**Your objective**
Each entry needs to be reproduced exactly, with none left out.

━━━━━━━━━━━━━━━━━━━━━━━━━━━━━━

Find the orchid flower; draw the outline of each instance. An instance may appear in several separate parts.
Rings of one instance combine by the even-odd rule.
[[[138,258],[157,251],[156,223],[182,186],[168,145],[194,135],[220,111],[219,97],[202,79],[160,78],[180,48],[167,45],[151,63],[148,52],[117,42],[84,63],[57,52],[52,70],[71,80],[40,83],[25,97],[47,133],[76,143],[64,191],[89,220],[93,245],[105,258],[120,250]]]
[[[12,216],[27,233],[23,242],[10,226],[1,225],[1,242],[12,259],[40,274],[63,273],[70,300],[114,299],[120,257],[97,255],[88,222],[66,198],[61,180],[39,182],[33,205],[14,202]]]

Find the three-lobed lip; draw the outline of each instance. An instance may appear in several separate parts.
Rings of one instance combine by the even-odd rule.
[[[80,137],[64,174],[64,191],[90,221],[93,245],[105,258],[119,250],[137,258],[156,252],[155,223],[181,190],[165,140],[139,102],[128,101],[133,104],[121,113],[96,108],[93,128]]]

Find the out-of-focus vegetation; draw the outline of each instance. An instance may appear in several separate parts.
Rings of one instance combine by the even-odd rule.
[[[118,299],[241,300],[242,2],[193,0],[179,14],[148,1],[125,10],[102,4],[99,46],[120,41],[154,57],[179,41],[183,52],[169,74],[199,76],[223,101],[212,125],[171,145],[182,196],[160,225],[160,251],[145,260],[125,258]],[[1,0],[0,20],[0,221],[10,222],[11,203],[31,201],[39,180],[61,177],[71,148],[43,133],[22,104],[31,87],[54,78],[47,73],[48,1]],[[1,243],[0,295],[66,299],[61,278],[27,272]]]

━━━━━━━━━━━━━━━━━━━━━━━━━━━━━━

**Output of the exercise**
Find the orchid flower; draw the outline of each instance. An instance may appear in several separate parts.
Rings of one instance combine by the even-odd rule.
[[[138,258],[157,251],[156,223],[182,186],[168,145],[194,135],[220,111],[219,97],[202,79],[160,78],[180,48],[167,45],[151,63],[148,52],[117,42],[84,63],[57,52],[52,70],[71,80],[40,83],[25,97],[47,133],[76,143],[64,191],[89,220],[93,245],[105,258],[120,250]]]
[[[12,216],[27,233],[23,242],[10,226],[1,225],[1,242],[12,259],[40,274],[63,273],[70,300],[114,299],[120,257],[97,255],[88,222],[66,198],[61,180],[39,182],[33,205],[14,202]]]

Find the three-lobed lip; draw the outline of each instance. An instance may appear in several separate parts.
Rings of one instance combine by the even-odd rule.
[[[80,137],[64,174],[64,191],[90,221],[93,245],[105,258],[119,250],[137,258],[156,252],[155,223],[181,190],[165,140],[139,102],[128,101],[133,104],[121,113],[96,108],[93,128]]]

Find the out-of-focus vegetation; draw the outline of each instance. An instance may appear in several separate parts.
Rings of one instance combine by the even-odd rule.
[[[118,299],[241,300],[242,2],[193,0],[179,14],[148,1],[125,10],[102,4],[99,46],[120,41],[154,57],[179,41],[183,52],[169,74],[199,76],[223,101],[212,125],[171,145],[182,196],[160,225],[160,251],[145,260],[125,258]],[[1,0],[0,20],[0,221],[10,222],[11,203],[31,201],[39,180],[61,177],[71,148],[43,133],[22,104],[31,87],[54,78],[47,73],[48,1]],[[1,243],[0,295],[66,299],[61,278],[27,272]]]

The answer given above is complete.